== EXCERPT TO READ ==
□ □ □ □ □

Yanagihara (The People in the Trees, 2013) takes the still-bold leap of writing about characters who don’t share her background; in addition to being male, JB is African-American, Malcolm has a black father and white mother, Willem is white, and “Jude’s race was undetermined”—deserted at birth, he was raised in a monastery and had an unspeakably traumatic childhood that’s revealed slowly over the course of the book. Two of them are gay, one straight and one bisexual. There isn’t a single significant female character, and for a long novel, there isn’t much plot. There aren’t even many markers of what’s happening in the outside world; Jude moves to a loft in SoHo as a young man, but we don’t see the neighborhood change from gritty artists’ enclave to glitzy tourist destination. What we get instead is an intensely interior look at the friends’ psyches and relationships, and it’s utterly enthralling. The four men think about work and creativity and success and failure; they cook for each other, compete with each other and jostle for each other’s affection. JB bases his entire artistic career on painting portraits of his friends, while Malcolm takes care of them by designing their apartments and houses. When Jude, as an adult, is adopted by his favorite Harvard law professor, his friends join him for Thanksgiving in Cambridge every year. And when Willem becomes a movie star, they all bask in his glow. Eventually, the tone darkens and the story narrows to focus on Jude as the pain of his past cuts deep into his carefully constructed life.

□ □ □ □ □

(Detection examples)
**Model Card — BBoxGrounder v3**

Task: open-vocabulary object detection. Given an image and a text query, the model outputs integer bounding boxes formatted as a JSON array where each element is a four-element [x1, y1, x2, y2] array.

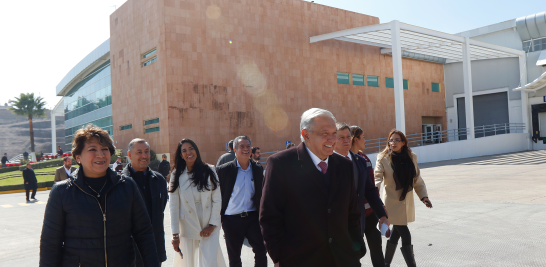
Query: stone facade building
[[110, 0, 446, 163]]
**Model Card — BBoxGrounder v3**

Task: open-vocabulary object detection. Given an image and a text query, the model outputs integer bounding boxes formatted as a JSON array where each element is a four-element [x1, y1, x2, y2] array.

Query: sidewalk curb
[[0, 187, 51, 195]]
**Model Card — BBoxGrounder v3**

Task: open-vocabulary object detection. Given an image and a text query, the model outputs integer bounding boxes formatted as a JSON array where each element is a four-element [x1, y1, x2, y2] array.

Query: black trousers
[[364, 216, 385, 267], [135, 253, 162, 267], [25, 188, 36, 200], [222, 211, 267, 267], [389, 225, 411, 246]]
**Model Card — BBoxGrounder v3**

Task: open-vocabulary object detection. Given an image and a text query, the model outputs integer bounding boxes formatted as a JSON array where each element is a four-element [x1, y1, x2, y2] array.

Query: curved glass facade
[[64, 60, 113, 147]]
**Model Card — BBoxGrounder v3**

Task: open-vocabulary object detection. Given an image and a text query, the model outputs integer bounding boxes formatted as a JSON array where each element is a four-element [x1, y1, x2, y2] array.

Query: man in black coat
[[121, 138, 168, 267], [260, 108, 366, 267], [23, 163, 38, 202], [334, 122, 390, 267], [216, 136, 267, 267], [2, 153, 9, 168]]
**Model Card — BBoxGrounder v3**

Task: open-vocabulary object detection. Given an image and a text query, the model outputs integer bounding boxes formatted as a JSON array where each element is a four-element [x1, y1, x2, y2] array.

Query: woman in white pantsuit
[[169, 139, 226, 267]]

□ □ □ □ □

== TO BE DONE ==
1. Reproduce the novel review in full, word for word.
2. Count how many lines of the listing contain the word "black", and reply with the number alone.

== EXERCISE RESPONSES ==
1.
Yanagihara (The People in the Trees, 2013) takes the still-bold leap of writing about characters who don’t share her background; in addition to being male, JB is African-American, Malcolm has a black father and white mother, Willem is white, and “Jude’s race was undetermined”—deserted at birth, he was raised in a monastery and had an unspeakably traumatic childhood that’s revealed slowly over the course of the book. Two of them are gay, one straight and one bisexual. There isn’t a single significant female character, and for a long novel, there isn’t much plot. There aren’t even many markers of what’s happening in the outside world; Jude moves to a loft in SoHo as a young man, but we don’t see the neighborhood change from gritty artists’ enclave to glitzy tourist destination. What we get instead is an intensely interior look at the friends’ psyches and relationships, and it’s utterly enthralling. The four men think about work and creativity and success and failure; they cook for each other, compete with each other and jostle for each other’s affection. JB bases his entire artistic career on painting portraits of his friends, while Malcolm takes care of them by designing their apartments and houses. When Jude, as an adult, is adopted by his favorite Harvard law professor, his friends join him for Thanksgiving in Cambridge every year. And when Willem becomes a movie star, they all bask in his glow. Eventually, the tone darkens and the story narrows to focus on Jude as the pain of his past cuts deep into his carefully constructed life.

2. 2